— Your assignment —
Starting at the first line and ending at the last, output the data exactly.

[[ Material for the task open ]]

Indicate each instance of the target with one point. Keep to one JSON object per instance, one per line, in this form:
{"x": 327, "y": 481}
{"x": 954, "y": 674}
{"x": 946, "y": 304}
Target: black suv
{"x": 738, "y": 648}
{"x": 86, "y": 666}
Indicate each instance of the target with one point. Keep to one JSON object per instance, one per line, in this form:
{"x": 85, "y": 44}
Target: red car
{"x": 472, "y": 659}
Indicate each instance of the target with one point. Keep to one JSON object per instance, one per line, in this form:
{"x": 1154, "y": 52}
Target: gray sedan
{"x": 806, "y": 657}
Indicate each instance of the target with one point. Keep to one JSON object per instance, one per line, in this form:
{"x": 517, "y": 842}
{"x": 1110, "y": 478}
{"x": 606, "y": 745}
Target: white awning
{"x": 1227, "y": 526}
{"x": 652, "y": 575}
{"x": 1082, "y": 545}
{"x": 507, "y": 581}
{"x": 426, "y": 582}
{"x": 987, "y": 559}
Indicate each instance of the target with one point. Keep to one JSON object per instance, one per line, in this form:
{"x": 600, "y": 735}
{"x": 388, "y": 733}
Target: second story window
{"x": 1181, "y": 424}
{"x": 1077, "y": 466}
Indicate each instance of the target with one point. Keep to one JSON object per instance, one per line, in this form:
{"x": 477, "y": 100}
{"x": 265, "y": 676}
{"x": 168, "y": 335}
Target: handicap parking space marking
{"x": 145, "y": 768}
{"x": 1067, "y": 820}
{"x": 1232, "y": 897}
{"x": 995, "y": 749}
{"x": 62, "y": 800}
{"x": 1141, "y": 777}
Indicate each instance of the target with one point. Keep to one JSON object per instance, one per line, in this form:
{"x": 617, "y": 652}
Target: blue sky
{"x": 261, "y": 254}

[[ Material for the task closed ]]

— Answer section —
Indicate each instance of the target with one point. Keep to one JSON object per instance, one per line, in this form:
{"x": 327, "y": 481}
{"x": 954, "y": 674}
{"x": 946, "y": 304}
Target: black suv
{"x": 738, "y": 648}
{"x": 86, "y": 666}
Indicate each instance of the target with one point. Keep to one JSON object per instance, one per line, in this form:
{"x": 85, "y": 44}
Target: red car
{"x": 472, "y": 659}
Indicate each instance of the target with one point. Keep to one JSON object per instance, one per line, in this form:
{"x": 1154, "y": 52}
Target: gray sedan
{"x": 806, "y": 657}
Indicate each instance of the target with one point. Keep to one JSON object per instance, one per line, in this form:
{"x": 517, "y": 842}
{"x": 1110, "y": 478}
{"x": 606, "y": 745}
Target: white awning
{"x": 1227, "y": 526}
{"x": 652, "y": 575}
{"x": 1082, "y": 545}
{"x": 507, "y": 581}
{"x": 426, "y": 582}
{"x": 987, "y": 559}
Indicate each instance of the target with one point. Keep to one JSON object per instance, one per line, in this form:
{"x": 600, "y": 735}
{"x": 388, "y": 733}
Target: second story window
{"x": 1181, "y": 424}
{"x": 1077, "y": 466}
Indicate each instance of the target with one point. Keep to one JSON object per instance, one per line, in this form:
{"x": 477, "y": 100}
{"x": 265, "y": 676}
{"x": 168, "y": 335}
Target: handicap parking space marking
{"x": 145, "y": 768}
{"x": 1067, "y": 820}
{"x": 1232, "y": 897}
{"x": 995, "y": 749}
{"x": 62, "y": 800}
{"x": 1141, "y": 777}
Indicate each instance of the target with one point. Keep to one JSON object per instance, one per line, in this form:
{"x": 617, "y": 652}
Target: blue sky
{"x": 261, "y": 254}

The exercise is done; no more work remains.